**What is required**
Give the records again, starting with the line that contains "Thank you for the photo. Please point out the large" and going on through the line that contains "(474, 1058)", with "stone" switched to "marble" and nothing else changed.

**Given data**

——————

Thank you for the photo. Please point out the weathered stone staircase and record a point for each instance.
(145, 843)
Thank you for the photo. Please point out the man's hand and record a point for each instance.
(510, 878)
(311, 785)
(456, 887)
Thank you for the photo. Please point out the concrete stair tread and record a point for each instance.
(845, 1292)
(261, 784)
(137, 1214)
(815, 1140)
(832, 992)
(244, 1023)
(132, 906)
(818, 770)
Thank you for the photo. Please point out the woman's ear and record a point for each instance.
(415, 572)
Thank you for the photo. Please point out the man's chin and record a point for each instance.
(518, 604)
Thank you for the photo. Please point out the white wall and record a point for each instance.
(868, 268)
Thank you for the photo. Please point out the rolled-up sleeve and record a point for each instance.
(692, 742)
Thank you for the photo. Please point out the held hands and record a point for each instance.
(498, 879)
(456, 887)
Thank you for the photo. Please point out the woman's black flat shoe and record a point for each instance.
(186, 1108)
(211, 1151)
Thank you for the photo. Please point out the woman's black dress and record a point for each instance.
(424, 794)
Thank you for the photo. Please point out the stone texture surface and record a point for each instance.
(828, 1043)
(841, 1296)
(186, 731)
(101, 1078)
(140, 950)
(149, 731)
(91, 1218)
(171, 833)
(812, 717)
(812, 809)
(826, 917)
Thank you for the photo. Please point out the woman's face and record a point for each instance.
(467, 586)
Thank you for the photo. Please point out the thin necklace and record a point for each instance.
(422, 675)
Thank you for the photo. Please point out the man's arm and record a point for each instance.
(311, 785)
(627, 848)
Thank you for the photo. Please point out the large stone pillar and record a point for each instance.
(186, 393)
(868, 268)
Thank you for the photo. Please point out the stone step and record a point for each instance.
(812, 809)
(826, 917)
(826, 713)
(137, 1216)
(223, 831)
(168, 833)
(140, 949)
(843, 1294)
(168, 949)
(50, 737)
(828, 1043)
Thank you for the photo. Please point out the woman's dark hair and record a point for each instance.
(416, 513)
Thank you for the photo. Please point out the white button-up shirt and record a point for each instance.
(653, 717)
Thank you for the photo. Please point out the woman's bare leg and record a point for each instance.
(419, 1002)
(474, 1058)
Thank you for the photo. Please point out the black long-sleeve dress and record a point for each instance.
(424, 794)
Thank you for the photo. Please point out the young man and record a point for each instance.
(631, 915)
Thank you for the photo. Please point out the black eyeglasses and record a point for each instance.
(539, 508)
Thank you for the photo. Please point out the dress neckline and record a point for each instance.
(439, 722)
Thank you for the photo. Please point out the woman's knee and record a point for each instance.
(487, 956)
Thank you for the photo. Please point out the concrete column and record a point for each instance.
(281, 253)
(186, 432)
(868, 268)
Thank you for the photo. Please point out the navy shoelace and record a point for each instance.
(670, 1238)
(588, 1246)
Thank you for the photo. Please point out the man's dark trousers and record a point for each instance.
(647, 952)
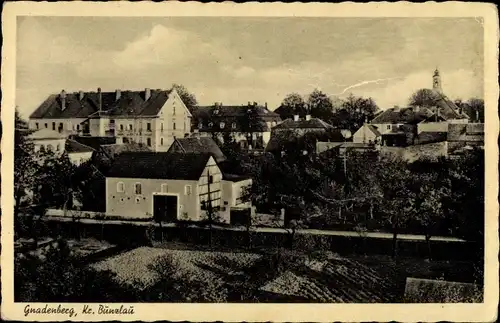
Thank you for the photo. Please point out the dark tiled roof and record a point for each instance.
(230, 115)
(303, 124)
(373, 129)
(428, 137)
(402, 115)
(198, 145)
(159, 165)
(73, 146)
(113, 150)
(130, 103)
(94, 142)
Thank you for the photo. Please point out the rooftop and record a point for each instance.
(159, 165)
(116, 104)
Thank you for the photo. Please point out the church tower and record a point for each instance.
(436, 82)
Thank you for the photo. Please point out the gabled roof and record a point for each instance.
(230, 118)
(73, 146)
(94, 142)
(159, 165)
(199, 145)
(313, 123)
(427, 137)
(111, 151)
(129, 104)
(402, 115)
(45, 133)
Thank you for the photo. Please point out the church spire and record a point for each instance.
(436, 81)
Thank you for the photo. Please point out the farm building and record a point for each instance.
(171, 187)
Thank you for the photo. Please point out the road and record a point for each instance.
(378, 235)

——————

**Correct result**
Thank you for the photo. Please point out the large marble pillar and record a point for each instance.
(186, 393)
(868, 268)
Thank you for the photo. Please point out the marble step and record a point for each instance.
(812, 809)
(826, 917)
(826, 713)
(137, 1216)
(223, 831)
(168, 833)
(140, 949)
(843, 1294)
(168, 949)
(50, 737)
(828, 1043)
Thank you for the photo. Please point out the woman's dark hair and record a point for each instance.
(416, 513)
Thank you for the photo. Please point out the white button-up shirt and record a point for each instance.
(653, 717)
Thank you for the photo. Please point out the woman's bare leg and record a point for each instance.
(419, 1002)
(474, 1058)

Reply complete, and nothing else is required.